## TEXT SHOWN
================================

I am a child from divorced parents (when I was 7). I think the big thing is COMMUNICATION with your children through this. And it's even better if you and your spouse can talk to them TOGETHER. My parents did absolutely NO TALKING to me or my sister through their divorce. My sister had a harder time dealing (she was 14). If they would have talked to us and my mom hadn't bashed my dad for the last 25 years, I think we'd have been a lot better off. I never felt like their divorce was my fault (like some kids do). I just took it as something that was happening, never cried or asked questions. I blame my lack of communication skills on my parents though. So I am doing everything in my power to teach my daughter to ask questions and talk about anything!


----------



## LimboGirl (Oct 28, 2011)

I think this really depends on the individual family and even the individual children. Both my children know we are in M/C. My son maintains that he had a happy childhood and we did a great job. My daughter says she could tell I wasn't happy for a long time. She is much more intuitive than my son.

================================

## TO DO
A – List every number that appears in the forum thread about children and divorce, including those in the post header.
B – Write the next part of the forum thread about children and divorce, picking up after its final post.

================================

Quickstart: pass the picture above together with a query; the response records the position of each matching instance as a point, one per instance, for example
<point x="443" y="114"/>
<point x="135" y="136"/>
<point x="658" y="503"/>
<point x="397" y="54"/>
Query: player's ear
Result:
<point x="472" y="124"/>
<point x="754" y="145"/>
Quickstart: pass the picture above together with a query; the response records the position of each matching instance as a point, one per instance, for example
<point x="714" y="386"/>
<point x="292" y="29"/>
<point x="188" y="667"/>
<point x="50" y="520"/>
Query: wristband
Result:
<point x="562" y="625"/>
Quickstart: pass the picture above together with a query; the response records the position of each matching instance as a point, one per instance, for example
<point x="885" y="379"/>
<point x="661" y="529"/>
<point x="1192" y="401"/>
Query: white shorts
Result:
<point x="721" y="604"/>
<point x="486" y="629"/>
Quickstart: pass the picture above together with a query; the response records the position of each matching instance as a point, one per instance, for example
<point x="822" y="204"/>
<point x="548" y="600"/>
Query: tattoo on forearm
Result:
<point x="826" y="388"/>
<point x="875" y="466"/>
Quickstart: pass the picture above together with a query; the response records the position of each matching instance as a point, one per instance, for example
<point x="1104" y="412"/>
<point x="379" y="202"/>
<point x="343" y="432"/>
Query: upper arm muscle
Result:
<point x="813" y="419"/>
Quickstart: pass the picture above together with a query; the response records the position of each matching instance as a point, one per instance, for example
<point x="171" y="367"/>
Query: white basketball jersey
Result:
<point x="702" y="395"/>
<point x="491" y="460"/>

================================

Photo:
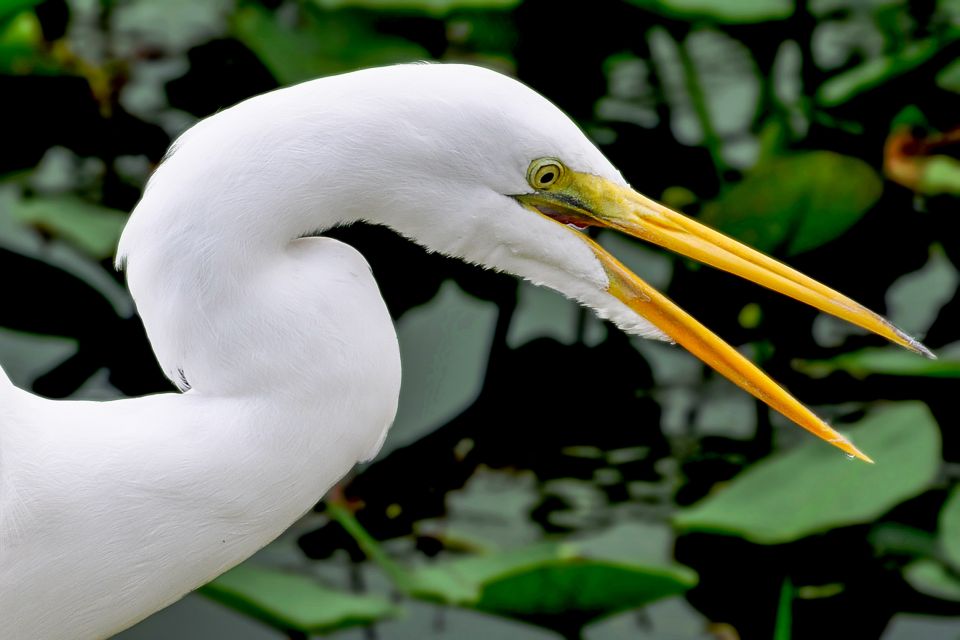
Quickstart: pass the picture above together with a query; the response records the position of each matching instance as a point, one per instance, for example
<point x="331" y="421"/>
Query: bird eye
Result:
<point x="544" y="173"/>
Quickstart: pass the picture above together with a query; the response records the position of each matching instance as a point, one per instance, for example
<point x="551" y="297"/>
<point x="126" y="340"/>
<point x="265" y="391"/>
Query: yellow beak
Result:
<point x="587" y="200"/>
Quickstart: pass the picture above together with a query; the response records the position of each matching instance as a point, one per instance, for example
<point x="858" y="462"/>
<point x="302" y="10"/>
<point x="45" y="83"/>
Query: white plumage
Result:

================================

## SOLVED TASKS
A – 7, 14, 25, 28, 2011

B –
Another point being divorced doesn't guarantee you will be happier. I have gone back and forth on whether I shouldn't have stayed. At this point in time, I am glad we didn't split up. There is a lot of dysfunction on both sides of our family. I have always felt if I had divorced, my mother in law would have been way too helpful to my husband. I have felt that the kids would have had three parents instead of two. It wouldn't have been a good situation. 

My marriage doesn't have any abuse in it. We are currently working on dysfunctional communication patterns. I don't know if that would have ever been addressed. My next relationship could have had the same problems. My point is you might as well work on your individual problems and see what happens.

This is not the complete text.